Please pull out every line of the entries below that contains the word "blurred". Case counts, so only lines with that exact capitalization qualify.

** start Supplied records **

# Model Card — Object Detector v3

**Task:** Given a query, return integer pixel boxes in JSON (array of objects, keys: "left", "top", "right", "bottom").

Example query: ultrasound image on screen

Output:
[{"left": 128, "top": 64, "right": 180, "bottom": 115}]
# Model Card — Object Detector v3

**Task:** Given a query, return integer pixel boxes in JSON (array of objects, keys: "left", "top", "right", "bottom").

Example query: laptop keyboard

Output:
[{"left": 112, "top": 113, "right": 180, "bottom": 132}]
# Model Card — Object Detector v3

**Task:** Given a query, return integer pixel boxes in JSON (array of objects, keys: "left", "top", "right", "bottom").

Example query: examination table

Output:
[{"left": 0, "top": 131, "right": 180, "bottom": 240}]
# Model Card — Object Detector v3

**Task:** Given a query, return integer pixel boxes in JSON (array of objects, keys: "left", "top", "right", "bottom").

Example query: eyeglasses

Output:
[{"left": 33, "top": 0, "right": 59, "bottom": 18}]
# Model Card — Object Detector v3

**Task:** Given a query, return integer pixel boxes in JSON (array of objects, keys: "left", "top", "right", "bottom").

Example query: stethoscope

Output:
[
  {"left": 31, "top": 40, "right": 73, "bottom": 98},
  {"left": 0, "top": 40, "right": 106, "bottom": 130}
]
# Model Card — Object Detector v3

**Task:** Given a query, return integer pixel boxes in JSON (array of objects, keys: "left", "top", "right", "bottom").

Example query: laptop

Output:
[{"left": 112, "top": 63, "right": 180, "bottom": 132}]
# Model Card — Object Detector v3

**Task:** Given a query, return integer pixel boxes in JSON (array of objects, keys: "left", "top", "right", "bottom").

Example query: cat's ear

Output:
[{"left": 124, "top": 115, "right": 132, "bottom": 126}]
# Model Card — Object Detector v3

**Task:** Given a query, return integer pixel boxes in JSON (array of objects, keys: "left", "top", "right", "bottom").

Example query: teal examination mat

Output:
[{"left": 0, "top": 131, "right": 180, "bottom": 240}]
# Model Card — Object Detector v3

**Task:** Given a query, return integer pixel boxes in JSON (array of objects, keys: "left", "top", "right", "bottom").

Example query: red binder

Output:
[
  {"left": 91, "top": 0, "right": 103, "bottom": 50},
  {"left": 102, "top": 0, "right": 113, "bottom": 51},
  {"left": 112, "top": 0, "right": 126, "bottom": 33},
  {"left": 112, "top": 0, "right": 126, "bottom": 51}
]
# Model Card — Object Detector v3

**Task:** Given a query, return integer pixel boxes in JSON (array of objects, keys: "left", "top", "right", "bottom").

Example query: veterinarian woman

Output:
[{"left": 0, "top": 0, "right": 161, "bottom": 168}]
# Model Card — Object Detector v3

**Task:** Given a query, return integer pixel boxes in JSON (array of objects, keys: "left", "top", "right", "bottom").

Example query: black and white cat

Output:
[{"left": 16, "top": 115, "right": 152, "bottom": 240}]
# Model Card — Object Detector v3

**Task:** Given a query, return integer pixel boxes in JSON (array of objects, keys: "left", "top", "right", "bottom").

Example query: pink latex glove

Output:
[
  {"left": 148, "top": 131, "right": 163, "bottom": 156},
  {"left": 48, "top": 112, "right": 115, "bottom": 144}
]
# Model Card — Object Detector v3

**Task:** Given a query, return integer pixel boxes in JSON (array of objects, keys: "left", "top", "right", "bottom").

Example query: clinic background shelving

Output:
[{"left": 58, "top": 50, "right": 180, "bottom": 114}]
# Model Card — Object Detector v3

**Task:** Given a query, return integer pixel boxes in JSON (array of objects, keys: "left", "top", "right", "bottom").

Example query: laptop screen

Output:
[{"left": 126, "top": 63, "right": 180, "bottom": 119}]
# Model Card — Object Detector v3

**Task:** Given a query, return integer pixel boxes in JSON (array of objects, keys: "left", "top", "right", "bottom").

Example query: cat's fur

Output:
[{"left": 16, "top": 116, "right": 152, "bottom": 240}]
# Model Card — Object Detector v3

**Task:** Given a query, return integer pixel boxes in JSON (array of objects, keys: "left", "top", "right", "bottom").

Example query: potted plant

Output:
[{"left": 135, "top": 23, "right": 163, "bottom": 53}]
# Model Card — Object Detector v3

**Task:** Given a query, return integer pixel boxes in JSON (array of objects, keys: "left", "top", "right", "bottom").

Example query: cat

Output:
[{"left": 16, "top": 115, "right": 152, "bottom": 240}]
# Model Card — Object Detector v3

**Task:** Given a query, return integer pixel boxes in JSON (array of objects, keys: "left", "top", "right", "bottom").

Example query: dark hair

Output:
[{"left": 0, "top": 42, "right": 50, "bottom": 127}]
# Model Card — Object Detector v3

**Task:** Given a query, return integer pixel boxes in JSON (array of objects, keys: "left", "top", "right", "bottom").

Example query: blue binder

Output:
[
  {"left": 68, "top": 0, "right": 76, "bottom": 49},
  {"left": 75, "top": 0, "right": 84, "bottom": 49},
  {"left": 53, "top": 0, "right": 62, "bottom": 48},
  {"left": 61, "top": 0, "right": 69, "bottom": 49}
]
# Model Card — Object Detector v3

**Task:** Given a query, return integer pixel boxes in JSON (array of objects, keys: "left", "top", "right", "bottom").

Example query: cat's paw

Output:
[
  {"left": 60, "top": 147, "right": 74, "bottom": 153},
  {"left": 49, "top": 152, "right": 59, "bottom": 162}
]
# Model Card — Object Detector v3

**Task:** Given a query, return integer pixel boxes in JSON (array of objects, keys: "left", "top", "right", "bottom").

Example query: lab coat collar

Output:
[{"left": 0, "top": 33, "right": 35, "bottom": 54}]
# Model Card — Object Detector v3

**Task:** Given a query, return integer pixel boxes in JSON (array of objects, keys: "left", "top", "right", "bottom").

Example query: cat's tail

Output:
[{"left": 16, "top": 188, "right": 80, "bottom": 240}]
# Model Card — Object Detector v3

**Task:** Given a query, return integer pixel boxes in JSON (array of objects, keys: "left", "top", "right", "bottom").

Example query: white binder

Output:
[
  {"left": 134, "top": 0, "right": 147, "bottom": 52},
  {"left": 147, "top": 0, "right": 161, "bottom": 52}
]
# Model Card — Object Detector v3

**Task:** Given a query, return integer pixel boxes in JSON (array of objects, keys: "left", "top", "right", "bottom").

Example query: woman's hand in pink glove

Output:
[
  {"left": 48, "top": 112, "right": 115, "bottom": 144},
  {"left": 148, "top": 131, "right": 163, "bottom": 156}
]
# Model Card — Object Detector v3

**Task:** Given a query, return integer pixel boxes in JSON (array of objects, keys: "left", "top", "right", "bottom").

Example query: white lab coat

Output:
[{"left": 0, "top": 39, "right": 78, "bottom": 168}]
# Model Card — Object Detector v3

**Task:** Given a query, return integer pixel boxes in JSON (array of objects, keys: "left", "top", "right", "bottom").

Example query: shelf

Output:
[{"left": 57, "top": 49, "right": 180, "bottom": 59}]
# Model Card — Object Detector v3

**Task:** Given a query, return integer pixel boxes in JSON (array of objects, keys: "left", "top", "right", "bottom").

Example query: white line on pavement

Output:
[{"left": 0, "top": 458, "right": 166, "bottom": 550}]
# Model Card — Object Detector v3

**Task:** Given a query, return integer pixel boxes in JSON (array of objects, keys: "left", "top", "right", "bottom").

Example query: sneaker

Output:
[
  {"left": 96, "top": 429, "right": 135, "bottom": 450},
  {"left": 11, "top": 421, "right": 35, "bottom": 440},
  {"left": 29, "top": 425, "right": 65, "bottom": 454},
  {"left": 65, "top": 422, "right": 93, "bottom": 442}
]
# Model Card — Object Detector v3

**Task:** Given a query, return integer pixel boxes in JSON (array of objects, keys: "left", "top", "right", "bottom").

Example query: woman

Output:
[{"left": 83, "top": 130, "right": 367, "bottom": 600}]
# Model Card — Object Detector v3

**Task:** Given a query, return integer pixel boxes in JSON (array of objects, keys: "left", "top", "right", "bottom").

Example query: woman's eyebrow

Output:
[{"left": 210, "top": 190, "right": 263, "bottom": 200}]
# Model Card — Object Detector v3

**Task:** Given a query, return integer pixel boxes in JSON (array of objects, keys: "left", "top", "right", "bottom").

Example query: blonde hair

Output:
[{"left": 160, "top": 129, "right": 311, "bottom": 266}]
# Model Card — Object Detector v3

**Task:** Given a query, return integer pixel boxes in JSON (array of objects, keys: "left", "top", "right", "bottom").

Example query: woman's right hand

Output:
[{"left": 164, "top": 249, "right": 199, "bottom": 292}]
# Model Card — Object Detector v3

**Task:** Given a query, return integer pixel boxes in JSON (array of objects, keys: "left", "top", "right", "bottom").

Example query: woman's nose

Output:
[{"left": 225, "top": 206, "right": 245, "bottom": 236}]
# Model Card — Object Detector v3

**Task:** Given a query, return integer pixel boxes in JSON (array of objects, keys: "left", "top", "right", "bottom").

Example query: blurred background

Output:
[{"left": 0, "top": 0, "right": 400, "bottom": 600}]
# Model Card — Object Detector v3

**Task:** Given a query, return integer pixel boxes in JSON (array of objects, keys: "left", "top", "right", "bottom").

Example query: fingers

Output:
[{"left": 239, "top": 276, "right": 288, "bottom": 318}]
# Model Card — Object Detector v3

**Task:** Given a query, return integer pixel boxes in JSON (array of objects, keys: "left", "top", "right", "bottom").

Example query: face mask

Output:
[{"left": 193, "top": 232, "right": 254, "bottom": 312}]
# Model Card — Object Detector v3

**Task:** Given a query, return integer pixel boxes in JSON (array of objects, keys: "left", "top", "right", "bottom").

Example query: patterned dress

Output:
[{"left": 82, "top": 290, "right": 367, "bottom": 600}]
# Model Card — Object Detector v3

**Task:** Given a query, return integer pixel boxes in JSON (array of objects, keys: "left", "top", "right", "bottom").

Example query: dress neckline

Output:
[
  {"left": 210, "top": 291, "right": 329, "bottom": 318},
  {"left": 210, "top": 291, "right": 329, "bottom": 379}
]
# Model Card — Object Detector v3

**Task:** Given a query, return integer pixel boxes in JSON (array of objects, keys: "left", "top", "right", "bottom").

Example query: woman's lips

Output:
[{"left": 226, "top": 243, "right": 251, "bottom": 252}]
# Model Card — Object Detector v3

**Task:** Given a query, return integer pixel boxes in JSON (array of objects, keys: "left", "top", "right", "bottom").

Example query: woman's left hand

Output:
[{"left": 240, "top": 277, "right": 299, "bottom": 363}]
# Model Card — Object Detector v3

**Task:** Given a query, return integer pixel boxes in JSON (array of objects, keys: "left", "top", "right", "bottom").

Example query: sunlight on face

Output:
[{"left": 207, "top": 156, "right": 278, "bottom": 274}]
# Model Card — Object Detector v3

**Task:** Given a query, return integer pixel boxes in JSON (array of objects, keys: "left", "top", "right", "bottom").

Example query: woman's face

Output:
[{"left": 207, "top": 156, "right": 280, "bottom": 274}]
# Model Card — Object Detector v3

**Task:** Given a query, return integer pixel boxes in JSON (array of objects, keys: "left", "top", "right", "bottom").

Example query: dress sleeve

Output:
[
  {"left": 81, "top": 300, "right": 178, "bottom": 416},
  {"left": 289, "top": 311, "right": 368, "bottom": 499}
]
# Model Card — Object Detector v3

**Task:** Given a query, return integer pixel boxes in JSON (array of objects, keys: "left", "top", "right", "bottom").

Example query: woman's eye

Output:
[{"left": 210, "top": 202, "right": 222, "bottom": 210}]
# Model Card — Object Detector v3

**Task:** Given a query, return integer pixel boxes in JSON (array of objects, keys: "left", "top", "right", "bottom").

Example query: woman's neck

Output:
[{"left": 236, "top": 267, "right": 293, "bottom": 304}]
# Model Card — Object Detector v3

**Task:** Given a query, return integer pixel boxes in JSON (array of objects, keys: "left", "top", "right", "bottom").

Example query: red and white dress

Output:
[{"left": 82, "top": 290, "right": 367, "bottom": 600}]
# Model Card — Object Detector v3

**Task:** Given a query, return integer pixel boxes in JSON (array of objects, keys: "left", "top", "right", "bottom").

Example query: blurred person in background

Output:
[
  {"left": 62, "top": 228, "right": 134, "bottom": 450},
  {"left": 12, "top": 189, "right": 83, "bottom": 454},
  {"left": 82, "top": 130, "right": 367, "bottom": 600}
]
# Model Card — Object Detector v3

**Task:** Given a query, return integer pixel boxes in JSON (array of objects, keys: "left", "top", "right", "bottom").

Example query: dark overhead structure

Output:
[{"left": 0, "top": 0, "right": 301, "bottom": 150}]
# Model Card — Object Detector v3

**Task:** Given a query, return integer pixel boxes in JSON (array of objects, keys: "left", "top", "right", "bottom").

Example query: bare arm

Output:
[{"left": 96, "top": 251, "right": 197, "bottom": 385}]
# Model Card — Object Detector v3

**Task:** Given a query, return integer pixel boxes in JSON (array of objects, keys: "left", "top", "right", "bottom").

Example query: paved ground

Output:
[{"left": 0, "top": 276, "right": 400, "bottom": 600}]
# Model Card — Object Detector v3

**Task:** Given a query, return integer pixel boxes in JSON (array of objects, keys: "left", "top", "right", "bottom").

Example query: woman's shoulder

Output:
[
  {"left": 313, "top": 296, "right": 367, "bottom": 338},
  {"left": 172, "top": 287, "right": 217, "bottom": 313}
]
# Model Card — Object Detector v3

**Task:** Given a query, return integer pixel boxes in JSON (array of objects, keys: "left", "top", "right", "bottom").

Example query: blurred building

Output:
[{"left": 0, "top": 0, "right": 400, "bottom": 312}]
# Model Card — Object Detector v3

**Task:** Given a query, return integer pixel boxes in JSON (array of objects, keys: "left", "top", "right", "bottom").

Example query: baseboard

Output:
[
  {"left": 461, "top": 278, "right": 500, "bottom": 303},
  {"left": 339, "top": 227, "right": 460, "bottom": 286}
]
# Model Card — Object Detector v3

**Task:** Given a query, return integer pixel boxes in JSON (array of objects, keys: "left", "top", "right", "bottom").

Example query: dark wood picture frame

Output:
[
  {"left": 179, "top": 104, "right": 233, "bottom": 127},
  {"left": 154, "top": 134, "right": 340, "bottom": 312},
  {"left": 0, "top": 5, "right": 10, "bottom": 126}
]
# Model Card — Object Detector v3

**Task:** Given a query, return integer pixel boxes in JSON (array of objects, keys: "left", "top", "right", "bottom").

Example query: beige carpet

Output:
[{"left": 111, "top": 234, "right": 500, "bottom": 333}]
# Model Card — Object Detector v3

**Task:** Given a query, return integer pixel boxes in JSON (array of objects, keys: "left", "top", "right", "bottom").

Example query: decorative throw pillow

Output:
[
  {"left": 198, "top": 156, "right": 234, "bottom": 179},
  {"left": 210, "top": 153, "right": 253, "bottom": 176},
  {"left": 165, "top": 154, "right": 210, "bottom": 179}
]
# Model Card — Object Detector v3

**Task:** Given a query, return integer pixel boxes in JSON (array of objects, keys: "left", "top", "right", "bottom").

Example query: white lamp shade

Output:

** end Supplied records **

*Written solution*.
Example query: blurred background
Example query: blurred person in background
Example query: blurred building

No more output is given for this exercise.